■ **INFORMATION PROVIDED**:
________________________________________

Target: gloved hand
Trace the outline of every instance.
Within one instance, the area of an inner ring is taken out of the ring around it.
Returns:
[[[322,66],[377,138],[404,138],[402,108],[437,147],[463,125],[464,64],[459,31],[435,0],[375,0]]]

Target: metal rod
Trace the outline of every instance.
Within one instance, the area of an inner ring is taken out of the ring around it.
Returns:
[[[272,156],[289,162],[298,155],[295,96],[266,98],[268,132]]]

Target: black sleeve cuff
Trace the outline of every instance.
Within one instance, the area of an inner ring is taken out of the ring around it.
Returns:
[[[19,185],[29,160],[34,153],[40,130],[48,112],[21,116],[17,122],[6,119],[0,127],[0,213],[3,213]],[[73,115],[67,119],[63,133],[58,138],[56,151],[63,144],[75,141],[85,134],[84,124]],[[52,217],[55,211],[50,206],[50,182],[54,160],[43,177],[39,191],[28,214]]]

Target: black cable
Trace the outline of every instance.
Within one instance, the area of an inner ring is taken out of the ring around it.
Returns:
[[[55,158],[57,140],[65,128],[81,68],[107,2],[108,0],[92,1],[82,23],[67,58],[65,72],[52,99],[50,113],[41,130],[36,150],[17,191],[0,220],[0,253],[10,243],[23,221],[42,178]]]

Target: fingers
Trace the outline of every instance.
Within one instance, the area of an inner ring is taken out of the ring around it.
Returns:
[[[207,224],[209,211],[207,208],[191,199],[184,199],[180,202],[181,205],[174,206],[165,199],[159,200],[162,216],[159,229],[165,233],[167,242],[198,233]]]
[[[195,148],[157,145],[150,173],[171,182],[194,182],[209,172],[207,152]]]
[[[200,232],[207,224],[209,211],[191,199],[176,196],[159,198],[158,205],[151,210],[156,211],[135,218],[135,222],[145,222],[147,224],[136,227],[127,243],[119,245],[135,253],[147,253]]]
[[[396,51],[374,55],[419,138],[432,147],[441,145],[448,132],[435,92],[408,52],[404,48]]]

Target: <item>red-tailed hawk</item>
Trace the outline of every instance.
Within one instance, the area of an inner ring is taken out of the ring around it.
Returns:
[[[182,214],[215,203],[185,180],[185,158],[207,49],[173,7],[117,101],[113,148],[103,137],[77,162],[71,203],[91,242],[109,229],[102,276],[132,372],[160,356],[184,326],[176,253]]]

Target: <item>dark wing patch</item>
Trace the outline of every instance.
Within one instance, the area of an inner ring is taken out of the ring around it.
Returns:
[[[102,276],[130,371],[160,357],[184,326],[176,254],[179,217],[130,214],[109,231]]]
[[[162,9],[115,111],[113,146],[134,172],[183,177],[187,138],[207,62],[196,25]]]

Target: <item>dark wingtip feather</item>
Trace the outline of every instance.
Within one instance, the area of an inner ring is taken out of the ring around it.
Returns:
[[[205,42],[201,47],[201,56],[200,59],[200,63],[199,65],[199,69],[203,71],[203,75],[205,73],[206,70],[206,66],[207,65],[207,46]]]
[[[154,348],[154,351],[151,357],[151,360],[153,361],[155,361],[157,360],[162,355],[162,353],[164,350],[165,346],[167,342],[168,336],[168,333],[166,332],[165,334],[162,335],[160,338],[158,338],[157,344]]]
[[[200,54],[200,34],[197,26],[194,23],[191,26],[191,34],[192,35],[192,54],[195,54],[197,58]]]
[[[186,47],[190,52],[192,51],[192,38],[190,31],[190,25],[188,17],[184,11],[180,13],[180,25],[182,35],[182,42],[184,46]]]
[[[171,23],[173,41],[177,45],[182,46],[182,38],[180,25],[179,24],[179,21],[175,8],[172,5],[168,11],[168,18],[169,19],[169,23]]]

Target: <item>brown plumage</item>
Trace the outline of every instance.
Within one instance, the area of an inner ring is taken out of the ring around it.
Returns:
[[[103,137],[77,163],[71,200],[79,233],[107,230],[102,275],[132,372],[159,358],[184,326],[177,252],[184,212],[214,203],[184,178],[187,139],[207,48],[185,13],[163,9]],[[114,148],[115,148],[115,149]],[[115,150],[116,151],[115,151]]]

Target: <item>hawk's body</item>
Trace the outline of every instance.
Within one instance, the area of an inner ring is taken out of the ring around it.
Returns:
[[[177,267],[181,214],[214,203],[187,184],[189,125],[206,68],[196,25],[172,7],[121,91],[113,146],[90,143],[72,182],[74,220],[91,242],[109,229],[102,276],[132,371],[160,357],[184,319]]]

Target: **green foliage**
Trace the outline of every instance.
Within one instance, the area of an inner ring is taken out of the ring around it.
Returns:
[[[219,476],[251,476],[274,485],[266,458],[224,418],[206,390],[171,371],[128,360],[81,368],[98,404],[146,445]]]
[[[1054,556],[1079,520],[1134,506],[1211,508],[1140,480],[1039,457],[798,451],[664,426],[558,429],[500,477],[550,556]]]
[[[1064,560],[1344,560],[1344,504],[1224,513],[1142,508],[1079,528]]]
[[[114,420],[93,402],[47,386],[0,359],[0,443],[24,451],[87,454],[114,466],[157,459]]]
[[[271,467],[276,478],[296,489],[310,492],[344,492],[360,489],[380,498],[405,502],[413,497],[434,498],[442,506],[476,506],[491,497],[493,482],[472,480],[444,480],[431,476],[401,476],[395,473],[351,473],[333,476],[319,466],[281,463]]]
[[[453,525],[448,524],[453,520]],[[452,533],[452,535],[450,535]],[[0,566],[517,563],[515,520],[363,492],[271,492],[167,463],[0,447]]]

________________________________________

■ **INSTRUCTION**: Rewrite every line of the listing above as a numbered list, omitting the blank lines.

■ **SOLUTION FOR THIS TASK**:
1. Target: gloved hand
2. Trace the outline of every instance.
3. Within one instance, the area of an inner ring is taken out of the ring around it.
4. Returns:
5. [[[322,66],[377,138],[404,138],[402,108],[437,147],[463,125],[464,64],[459,31],[435,0],[375,0]]]
6. Target: metal rod
7. Trace the outline of every instance.
8. Within one instance, the area of an inner ring is taken out of the ring around it.
9. Returns:
10. [[[272,156],[289,162],[298,155],[295,96],[266,98],[268,132]]]
11. Target: black sleeve cuff
12. Trace the outline of every instance.
13. Within one instance, the area of an inner ring is taken out of the ring around it.
14. Returns:
15. [[[19,185],[29,160],[34,153],[40,130],[48,112],[21,116],[17,122],[6,119],[0,127],[0,213],[3,213]],[[73,115],[67,119],[63,133],[58,138],[56,151],[63,144],[75,141],[85,134],[84,124]],[[52,217],[55,211],[50,206],[50,182],[54,160],[43,177],[39,191],[28,214]]]
16. Target: black cable
17. Trace the outline of every instance.
18. Within one instance, the area of an inner ring is taken out of the ring around it.
19. Returns:
20. [[[55,158],[57,140],[65,128],[81,68],[107,2],[108,0],[92,1],[82,23],[67,58],[65,72],[52,99],[50,113],[41,130],[36,150],[17,191],[0,220],[0,253],[10,243],[23,221],[42,178]]]
21. Target: fingers
22. Trace the outline of every instance.
23. Within one instance, the area of an inner ring is taken out of the ring around it.
24. Returns:
25. [[[207,224],[209,211],[207,208],[191,199],[184,199],[180,202],[181,205],[174,206],[165,199],[159,200],[162,216],[159,229],[165,233],[167,242],[198,233]]]
26. [[[195,148],[157,145],[150,173],[171,182],[194,182],[209,172],[207,152]]]
27. [[[200,232],[207,224],[209,211],[191,199],[176,196],[159,198],[158,205],[151,210],[156,211],[135,218],[135,222],[145,222],[147,224],[136,227],[127,243],[119,245],[135,253],[147,253]]]
28. [[[396,51],[374,55],[419,138],[432,147],[441,145],[448,132],[435,92],[408,52],[404,48]]]
29. Target: <item>red-tailed hawk</item>
30. Trace the outline of every instance.
31. Within one instance, the area of an inner ring is taken out of the ring around it.
32. Returns:
33. [[[182,214],[215,203],[185,180],[185,158],[207,49],[173,7],[117,101],[113,148],[103,137],[77,162],[71,203],[91,242],[109,229],[102,276],[132,372],[160,356],[184,326],[176,253]]]
34. Target: <item>dark wing patch</item>
35. Trace the outline of every instance.
36. Within one instance, the area of an inner ring is taken out of the ring around it.
37. Returns:
38. [[[102,276],[130,371],[160,357],[184,326],[176,254],[179,217],[130,214],[109,231]]]
39. [[[162,9],[115,111],[113,146],[134,172],[183,177],[187,138],[207,62],[196,25]]]
40. Target: <item>dark wingtip feather</item>
41. Trace the outline of every instance.
42. Within one instance, the area of an inner ring is taken out of the ring around it.
43. Returns:
44. [[[205,42],[201,47],[201,56],[200,59],[200,63],[199,65],[199,69],[203,71],[203,75],[205,73],[206,70],[206,66],[207,65],[207,46]]]
45. [[[154,348],[154,351],[151,357],[151,360],[153,361],[155,361],[157,360],[162,355],[162,353],[164,350],[165,346],[167,342],[168,336],[168,333],[166,332],[165,334],[162,335],[160,338],[158,338],[157,344]]]
46. [[[200,54],[200,34],[197,26],[194,23],[191,26],[191,34],[192,35],[192,54],[195,54],[197,58]]]
47. [[[186,47],[190,52],[192,51],[192,38],[190,31],[190,25],[188,17],[184,11],[180,13],[180,25],[182,35],[182,42],[184,46]]]
48. [[[171,23],[173,41],[177,45],[182,46],[182,38],[180,25],[179,24],[179,21],[175,8],[172,5],[168,11],[168,18],[169,19],[169,23]]]
49. Target: <item>brown plumage</item>
50. Trace the outline of every instance.
51. Within one instance, the area of an inner ring is taken out of the ring around it.
52. Returns:
53. [[[103,137],[77,163],[71,200],[79,233],[107,230],[102,275],[132,372],[159,358],[184,326],[177,252],[184,212],[214,203],[184,178],[187,139],[207,48],[185,13],[163,9]],[[114,148],[115,148],[115,149]],[[115,150],[116,151],[115,151]]]
54. Target: <item>hawk's body</item>
55. Trace the outline of every instance.
56. Within one instance, the area of an inner ring is taken out of the ring around it.
57. Returns:
58. [[[177,267],[181,214],[214,203],[187,184],[189,125],[206,68],[196,25],[172,7],[121,91],[113,146],[90,143],[72,182],[74,220],[91,242],[109,229],[102,276],[132,371],[160,357],[184,319]]]
59. Target: **green foliage**
60. Trace the outline of every instance.
61. Within one instance, the area of an inner ring is taken out of the ring around it.
62. Returns:
63. [[[219,476],[251,476],[274,485],[266,458],[224,418],[206,390],[171,371],[128,360],[81,368],[98,404],[146,445]]]
64. [[[1054,556],[1079,520],[1134,506],[1211,508],[1140,480],[1039,457],[798,451],[664,426],[558,429],[500,477],[550,556]]]
65. [[[1064,560],[1344,560],[1344,504],[1224,513],[1142,508],[1079,528]]]
66. [[[114,420],[93,402],[47,386],[0,359],[0,443],[24,451],[87,454],[114,466],[157,459]]]
67. [[[271,467],[276,478],[296,489],[310,492],[344,492],[360,489],[380,498],[405,502],[413,497],[434,498],[442,506],[476,506],[491,497],[493,482],[472,480],[444,480],[431,476],[401,476],[395,473],[351,473],[333,476],[319,466],[281,463]]]
68. [[[453,525],[448,524],[453,520]],[[452,533],[452,535],[450,535]],[[0,566],[517,563],[515,520],[363,492],[271,492],[167,463],[0,447]]]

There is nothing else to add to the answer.